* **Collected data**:
▼▼▼

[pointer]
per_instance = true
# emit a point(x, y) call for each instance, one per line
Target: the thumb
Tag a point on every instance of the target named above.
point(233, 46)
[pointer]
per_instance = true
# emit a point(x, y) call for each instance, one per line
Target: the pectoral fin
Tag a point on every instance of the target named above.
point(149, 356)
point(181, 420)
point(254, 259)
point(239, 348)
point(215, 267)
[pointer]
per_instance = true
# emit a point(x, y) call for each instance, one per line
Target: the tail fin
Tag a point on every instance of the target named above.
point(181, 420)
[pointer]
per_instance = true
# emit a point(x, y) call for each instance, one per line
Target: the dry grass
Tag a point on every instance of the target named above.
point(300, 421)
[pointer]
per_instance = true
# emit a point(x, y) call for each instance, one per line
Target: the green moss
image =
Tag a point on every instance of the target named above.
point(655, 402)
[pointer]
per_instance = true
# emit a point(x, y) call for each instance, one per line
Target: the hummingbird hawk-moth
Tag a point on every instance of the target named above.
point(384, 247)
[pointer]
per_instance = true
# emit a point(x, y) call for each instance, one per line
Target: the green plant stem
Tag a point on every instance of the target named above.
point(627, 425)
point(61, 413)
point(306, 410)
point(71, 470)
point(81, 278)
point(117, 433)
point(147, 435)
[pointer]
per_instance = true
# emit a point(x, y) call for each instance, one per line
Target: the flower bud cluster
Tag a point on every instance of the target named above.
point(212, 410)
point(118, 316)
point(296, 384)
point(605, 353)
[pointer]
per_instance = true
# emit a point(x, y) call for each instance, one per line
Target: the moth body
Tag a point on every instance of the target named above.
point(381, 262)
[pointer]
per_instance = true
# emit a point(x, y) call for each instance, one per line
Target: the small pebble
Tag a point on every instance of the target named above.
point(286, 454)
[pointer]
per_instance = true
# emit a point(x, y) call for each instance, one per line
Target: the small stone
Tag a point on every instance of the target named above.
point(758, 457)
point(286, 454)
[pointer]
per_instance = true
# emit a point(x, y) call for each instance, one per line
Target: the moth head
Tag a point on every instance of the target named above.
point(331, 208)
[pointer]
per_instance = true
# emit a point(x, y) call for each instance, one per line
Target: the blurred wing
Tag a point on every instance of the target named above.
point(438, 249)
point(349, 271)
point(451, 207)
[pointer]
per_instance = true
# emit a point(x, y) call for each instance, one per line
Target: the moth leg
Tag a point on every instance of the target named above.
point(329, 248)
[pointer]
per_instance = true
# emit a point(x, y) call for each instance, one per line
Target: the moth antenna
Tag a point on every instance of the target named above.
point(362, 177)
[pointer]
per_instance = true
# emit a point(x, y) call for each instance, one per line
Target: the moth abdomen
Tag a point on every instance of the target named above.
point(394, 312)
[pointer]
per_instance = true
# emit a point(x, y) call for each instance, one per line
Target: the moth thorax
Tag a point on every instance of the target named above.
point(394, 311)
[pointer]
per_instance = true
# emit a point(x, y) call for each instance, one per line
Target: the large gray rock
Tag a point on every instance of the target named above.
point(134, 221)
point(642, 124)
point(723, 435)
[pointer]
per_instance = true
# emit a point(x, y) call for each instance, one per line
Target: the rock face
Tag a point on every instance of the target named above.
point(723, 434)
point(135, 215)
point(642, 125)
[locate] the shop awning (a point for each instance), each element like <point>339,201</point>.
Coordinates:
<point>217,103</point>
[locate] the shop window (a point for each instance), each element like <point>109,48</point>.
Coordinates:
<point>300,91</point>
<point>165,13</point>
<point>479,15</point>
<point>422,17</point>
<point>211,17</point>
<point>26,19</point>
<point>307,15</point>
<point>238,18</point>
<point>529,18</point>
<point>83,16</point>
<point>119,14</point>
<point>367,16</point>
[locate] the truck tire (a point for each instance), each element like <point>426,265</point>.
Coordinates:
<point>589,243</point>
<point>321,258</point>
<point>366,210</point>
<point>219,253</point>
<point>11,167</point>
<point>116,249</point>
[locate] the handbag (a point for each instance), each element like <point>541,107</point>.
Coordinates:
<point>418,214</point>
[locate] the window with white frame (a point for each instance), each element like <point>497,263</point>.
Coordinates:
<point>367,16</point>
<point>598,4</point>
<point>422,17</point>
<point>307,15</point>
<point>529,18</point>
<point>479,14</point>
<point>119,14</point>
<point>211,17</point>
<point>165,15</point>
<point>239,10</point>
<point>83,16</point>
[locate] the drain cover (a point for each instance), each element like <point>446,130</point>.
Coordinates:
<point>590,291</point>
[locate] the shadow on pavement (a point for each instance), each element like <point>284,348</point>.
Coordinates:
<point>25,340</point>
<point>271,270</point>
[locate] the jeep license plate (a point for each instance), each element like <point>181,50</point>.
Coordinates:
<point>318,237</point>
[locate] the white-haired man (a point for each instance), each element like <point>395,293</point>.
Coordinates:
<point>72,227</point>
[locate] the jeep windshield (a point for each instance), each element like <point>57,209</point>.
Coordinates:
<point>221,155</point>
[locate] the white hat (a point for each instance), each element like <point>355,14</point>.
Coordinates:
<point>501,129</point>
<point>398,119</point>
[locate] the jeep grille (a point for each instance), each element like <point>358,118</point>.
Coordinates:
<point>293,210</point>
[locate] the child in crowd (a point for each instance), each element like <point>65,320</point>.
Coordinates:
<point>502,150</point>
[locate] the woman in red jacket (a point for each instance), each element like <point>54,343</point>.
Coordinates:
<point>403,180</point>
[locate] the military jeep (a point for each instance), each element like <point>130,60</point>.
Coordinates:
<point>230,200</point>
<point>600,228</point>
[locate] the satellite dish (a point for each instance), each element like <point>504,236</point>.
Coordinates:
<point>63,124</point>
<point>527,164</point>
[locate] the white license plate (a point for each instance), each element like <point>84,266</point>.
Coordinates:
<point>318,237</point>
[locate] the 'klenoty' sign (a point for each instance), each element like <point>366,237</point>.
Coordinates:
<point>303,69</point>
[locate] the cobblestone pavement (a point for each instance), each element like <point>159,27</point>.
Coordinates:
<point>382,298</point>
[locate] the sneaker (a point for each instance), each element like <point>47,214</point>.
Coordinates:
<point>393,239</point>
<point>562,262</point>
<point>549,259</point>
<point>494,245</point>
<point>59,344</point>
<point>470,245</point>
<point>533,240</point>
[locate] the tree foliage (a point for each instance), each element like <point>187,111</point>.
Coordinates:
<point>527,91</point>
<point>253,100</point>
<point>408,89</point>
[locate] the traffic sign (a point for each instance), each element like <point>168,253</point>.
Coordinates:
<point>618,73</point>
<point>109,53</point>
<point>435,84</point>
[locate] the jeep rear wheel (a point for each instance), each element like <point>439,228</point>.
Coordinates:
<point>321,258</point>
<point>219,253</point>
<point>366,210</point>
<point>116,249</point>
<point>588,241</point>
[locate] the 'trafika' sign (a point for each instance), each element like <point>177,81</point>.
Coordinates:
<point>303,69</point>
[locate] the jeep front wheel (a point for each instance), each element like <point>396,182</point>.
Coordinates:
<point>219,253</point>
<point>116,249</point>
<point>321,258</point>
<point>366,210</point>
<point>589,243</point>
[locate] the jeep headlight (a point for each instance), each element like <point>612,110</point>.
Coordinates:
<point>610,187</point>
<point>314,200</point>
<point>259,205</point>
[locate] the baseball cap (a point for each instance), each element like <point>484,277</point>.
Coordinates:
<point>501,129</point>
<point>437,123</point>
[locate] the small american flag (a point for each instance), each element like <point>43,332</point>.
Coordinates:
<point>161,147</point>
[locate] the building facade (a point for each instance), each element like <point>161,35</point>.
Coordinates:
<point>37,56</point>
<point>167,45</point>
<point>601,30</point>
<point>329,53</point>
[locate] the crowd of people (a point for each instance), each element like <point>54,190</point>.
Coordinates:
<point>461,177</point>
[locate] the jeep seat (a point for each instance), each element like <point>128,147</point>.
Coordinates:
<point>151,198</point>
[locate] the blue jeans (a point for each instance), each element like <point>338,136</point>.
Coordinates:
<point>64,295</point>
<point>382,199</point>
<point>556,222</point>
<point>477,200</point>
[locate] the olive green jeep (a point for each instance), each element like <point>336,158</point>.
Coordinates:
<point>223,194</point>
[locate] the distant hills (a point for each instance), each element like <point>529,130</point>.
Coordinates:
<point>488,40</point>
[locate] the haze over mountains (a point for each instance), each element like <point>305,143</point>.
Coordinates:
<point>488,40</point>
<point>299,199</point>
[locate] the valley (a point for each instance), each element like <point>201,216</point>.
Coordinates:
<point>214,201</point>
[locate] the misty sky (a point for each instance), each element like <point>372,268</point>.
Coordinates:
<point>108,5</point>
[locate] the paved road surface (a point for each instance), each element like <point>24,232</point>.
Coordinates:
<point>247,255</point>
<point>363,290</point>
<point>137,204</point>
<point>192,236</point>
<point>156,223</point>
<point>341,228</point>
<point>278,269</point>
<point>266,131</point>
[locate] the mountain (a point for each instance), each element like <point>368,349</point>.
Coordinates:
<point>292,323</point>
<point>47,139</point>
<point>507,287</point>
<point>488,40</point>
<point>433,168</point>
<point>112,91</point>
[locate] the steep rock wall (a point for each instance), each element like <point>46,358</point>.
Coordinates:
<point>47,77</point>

▲▲▲

* **Work instructions**: In the data shown above, how many lines hold the string "white"? The answer is the number alone.

* **Written answer**: 4